Reproduce only the entries from the line containing "Within this frame, in what area is the sail" through the line containing "[48,212,62,225]", replacing "blue helmet" with "blue cap" and leaving everything else unchanged.

§ **ROWS**:
--- begin ---
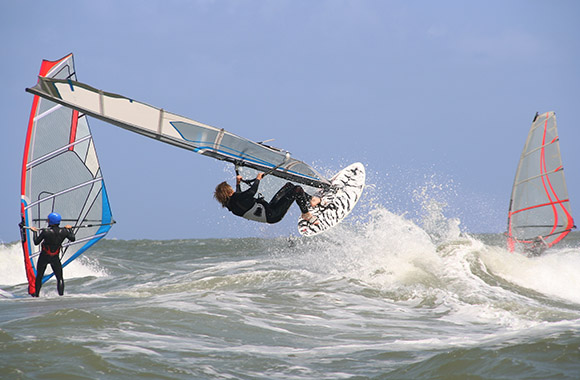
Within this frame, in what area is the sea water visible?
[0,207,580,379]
--- end ---
--- begin ---
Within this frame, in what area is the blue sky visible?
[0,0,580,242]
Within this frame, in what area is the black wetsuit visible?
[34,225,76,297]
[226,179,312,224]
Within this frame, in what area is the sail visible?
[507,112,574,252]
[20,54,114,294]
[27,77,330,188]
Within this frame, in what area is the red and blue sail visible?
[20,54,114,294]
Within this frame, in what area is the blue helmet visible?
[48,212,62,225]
--- end ---
§ **ANSWER TO THIS TASK**:
Within this frame, in what area is the sail visible?
[507,112,574,252]
[20,54,114,294]
[27,77,330,188]
Within this frame, in what area is the red and blue sail visible?
[20,54,114,294]
Within this frame, in what area is the blue cap visible?
[48,212,62,225]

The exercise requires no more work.